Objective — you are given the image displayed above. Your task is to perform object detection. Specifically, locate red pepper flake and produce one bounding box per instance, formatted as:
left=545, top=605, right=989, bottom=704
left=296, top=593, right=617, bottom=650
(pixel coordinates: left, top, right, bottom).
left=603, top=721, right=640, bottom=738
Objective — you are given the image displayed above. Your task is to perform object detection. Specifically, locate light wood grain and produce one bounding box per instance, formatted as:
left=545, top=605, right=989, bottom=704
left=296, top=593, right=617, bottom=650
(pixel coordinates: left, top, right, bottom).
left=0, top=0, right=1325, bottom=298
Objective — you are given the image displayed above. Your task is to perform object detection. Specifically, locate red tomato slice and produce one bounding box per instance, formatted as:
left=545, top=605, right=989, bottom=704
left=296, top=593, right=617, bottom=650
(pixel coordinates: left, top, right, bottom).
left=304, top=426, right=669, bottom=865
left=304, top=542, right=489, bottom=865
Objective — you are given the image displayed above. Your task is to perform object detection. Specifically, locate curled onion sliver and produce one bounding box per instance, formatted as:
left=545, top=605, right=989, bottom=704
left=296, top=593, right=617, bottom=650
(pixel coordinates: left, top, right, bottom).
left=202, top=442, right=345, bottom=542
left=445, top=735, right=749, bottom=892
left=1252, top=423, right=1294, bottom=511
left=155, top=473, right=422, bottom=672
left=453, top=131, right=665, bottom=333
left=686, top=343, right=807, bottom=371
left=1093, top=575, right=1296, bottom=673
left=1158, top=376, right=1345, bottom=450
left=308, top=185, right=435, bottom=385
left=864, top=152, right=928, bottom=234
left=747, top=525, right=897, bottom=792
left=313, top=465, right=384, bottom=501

###

PROBLEM STATEMENT —
Turn every line of the records above into a numbered list, skipping any blank lines.

WRITTEN SOLUTION —
1. Objective — you are given the image displayed above. Your task is to perform object detection. Specifically, locate red pepper flake and produce one bounding box per instance, formatted as:
2. left=545, top=605, right=989, bottom=704
3. left=296, top=593, right=617, bottom=650
4. (pixel coordinates: left, top, right, bottom).
5. left=603, top=721, right=640, bottom=738
6. Objective — you are given the image displayed above. Your task is to perform object detection. Specifically, locate light wood grain and produce one bounding box per instance, formatted as:
7. left=545, top=605, right=989, bottom=704
8. left=296, top=593, right=617, bottom=650
9. (pixel coordinates: left, top, right, bottom).
10. left=0, top=0, right=1325, bottom=298
11. Objective — you are given the image displayed above. Your task is to perform object detection. Specifically, locate red tomato slice and produce one bounding box per instance, formatted as:
12. left=545, top=605, right=989, bottom=704
13. left=296, top=593, right=617, bottom=650
14. (pixel coordinates: left, top, right, bottom).
15. left=304, top=426, right=669, bottom=865
16. left=304, top=542, right=489, bottom=865
17. Objective — you are given the image displayed above. Your task is to perform object detection. Specifically, locate curled onion sliver and produce one bounding box per instance, formatted as:
18. left=545, top=605, right=989, bottom=704
19. left=296, top=593, right=617, bottom=650
20. (pixel coordinates: left, top, right, bottom).
21. left=202, top=442, right=345, bottom=542
22. left=445, top=735, right=749, bottom=892
23. left=1252, top=423, right=1294, bottom=511
24. left=155, top=473, right=422, bottom=672
25. left=453, top=131, right=665, bottom=333
26. left=686, top=343, right=807, bottom=371
27. left=1093, top=575, right=1296, bottom=673
28. left=1158, top=376, right=1345, bottom=450
29. left=308, top=185, right=435, bottom=385
30. left=864, top=152, right=928, bottom=234
31. left=747, top=525, right=897, bottom=792
32. left=313, top=465, right=384, bottom=501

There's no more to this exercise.